WHAT IS BEING ASKED: The answer must consist of every line below that contains the word "white".

*** INPUT RECORDS Section Begins ***

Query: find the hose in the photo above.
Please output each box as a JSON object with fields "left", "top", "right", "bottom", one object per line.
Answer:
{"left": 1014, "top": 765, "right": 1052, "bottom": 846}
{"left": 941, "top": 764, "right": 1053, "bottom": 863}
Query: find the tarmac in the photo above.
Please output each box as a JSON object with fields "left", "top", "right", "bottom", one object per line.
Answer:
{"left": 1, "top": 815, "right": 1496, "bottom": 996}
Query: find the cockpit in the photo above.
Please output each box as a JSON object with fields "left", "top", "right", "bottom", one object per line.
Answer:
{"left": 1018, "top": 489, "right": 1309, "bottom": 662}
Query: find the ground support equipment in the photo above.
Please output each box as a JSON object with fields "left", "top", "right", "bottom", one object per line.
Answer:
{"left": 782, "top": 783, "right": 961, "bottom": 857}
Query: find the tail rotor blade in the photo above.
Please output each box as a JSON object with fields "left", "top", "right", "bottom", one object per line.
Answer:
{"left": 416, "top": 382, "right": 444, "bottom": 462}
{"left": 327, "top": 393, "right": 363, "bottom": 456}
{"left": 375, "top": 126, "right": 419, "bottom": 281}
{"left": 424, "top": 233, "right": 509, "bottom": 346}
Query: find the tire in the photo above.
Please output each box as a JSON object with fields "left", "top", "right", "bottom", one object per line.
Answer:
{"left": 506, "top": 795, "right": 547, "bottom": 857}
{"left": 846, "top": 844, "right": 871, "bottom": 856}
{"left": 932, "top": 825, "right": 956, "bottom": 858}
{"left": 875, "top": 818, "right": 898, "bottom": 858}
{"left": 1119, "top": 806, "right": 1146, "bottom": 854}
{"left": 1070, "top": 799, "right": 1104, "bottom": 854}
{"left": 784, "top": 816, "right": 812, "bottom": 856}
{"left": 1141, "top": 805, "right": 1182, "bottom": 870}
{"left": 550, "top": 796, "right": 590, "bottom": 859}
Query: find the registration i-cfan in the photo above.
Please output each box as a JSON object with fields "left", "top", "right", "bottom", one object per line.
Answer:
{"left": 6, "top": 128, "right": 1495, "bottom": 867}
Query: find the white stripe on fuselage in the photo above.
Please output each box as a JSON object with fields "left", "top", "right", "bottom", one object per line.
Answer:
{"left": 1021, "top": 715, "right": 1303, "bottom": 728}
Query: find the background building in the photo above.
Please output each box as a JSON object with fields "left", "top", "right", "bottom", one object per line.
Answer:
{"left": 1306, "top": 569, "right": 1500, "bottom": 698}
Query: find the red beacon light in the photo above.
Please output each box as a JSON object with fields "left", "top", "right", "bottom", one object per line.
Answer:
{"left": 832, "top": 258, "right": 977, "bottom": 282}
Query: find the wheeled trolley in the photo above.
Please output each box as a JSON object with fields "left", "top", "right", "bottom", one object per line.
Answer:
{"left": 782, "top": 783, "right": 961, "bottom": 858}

*** INPUT RECORDS Section Ends ***
*** INPUT RECORDS Section Begins ***

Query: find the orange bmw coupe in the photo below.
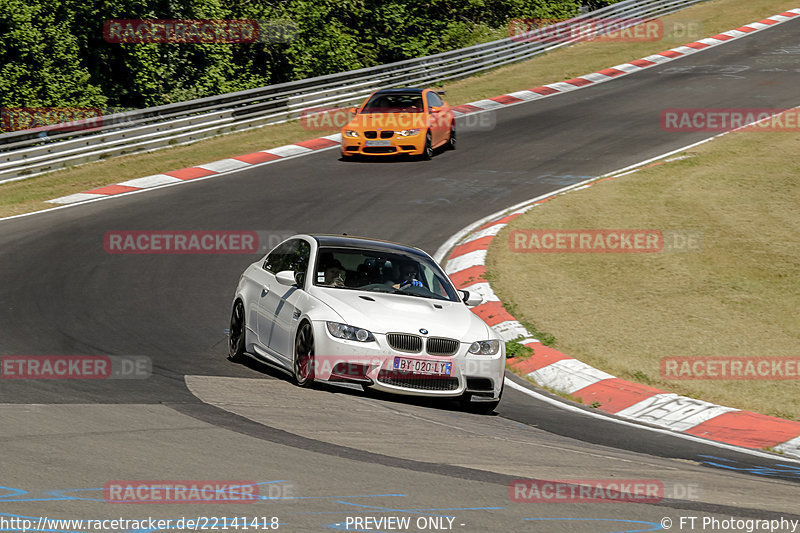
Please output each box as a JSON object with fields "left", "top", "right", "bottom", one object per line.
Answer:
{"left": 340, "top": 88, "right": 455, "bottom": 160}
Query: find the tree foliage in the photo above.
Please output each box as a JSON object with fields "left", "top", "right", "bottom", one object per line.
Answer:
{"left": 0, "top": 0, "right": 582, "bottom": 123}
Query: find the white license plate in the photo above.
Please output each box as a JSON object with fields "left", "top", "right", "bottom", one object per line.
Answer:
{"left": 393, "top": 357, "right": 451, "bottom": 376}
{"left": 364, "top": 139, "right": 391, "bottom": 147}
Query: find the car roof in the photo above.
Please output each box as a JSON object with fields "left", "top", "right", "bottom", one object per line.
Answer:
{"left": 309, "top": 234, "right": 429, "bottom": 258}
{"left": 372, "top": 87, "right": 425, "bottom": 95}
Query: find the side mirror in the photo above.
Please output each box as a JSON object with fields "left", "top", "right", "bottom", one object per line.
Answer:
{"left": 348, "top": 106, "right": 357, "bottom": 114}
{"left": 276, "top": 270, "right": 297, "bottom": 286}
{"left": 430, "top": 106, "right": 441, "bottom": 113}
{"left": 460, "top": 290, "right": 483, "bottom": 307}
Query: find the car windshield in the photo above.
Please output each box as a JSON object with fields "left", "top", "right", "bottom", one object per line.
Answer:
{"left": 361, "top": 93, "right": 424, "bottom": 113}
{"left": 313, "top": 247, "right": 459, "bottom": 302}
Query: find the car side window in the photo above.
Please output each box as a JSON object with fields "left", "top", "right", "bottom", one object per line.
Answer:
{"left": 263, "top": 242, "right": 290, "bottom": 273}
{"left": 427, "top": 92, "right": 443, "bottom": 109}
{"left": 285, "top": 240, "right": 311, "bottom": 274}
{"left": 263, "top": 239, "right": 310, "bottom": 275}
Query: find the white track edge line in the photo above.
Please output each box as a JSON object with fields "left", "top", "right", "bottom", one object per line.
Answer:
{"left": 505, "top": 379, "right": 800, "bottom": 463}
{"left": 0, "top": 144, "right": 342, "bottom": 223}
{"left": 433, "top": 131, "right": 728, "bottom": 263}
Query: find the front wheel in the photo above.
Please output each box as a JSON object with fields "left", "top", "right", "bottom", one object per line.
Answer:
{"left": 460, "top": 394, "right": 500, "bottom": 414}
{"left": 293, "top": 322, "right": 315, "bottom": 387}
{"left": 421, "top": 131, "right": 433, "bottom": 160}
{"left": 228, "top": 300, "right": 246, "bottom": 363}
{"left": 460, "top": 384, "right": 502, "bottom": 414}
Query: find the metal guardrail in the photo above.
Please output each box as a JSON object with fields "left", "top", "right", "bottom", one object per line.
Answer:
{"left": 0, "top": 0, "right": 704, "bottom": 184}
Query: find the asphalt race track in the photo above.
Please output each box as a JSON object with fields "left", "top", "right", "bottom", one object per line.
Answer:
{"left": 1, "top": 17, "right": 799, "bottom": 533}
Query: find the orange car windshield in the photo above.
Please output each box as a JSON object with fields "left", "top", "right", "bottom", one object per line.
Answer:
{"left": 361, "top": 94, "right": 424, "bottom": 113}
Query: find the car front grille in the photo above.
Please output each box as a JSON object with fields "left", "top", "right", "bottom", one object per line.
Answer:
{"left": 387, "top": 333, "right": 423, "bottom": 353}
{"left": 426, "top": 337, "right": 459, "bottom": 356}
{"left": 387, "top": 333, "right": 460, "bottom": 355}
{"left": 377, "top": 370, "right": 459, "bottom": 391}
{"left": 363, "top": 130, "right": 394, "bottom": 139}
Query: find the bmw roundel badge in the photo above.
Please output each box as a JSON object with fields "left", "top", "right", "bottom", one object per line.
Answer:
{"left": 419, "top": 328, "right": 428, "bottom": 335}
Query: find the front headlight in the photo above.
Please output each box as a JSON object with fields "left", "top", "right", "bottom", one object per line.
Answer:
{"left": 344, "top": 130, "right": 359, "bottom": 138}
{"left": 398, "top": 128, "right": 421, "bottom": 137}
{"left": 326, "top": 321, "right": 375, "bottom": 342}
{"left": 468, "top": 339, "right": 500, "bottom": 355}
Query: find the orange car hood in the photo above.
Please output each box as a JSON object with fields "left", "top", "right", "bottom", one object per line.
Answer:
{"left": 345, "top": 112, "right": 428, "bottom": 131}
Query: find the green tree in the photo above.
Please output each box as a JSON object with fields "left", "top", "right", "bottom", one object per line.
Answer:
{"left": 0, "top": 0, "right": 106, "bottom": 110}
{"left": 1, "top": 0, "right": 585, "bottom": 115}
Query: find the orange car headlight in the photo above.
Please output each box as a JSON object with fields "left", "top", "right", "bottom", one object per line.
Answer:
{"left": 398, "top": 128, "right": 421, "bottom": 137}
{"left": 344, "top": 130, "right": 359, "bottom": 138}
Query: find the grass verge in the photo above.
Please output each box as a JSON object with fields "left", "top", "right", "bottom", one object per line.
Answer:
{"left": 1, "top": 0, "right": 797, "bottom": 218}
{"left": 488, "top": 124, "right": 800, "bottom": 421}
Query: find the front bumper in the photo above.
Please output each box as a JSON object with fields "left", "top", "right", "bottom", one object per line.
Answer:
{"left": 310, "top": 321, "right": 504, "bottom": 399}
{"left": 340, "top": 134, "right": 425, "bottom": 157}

*** INPUT RECORDS Section Ends ***
*** INPUT RECORDS Section Begins ***

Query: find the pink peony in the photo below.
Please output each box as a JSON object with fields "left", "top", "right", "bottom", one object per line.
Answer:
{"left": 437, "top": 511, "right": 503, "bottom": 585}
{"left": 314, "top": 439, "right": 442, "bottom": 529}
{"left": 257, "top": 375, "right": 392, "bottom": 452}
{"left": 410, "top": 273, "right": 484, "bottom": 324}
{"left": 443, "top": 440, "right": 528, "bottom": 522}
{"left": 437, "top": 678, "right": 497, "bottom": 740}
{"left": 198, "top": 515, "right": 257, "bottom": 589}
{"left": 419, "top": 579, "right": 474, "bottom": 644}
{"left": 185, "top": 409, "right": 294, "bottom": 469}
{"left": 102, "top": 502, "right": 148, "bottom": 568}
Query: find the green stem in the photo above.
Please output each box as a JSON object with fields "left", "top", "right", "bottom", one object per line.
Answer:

*** INPUT RECORDS Section Ends ***

RESULT OF THE TASK:
Query: find the white stripe on fuselage in the photo above.
Query: find the white license plate in the photo above.
Query: find the white track edge line in the photo above.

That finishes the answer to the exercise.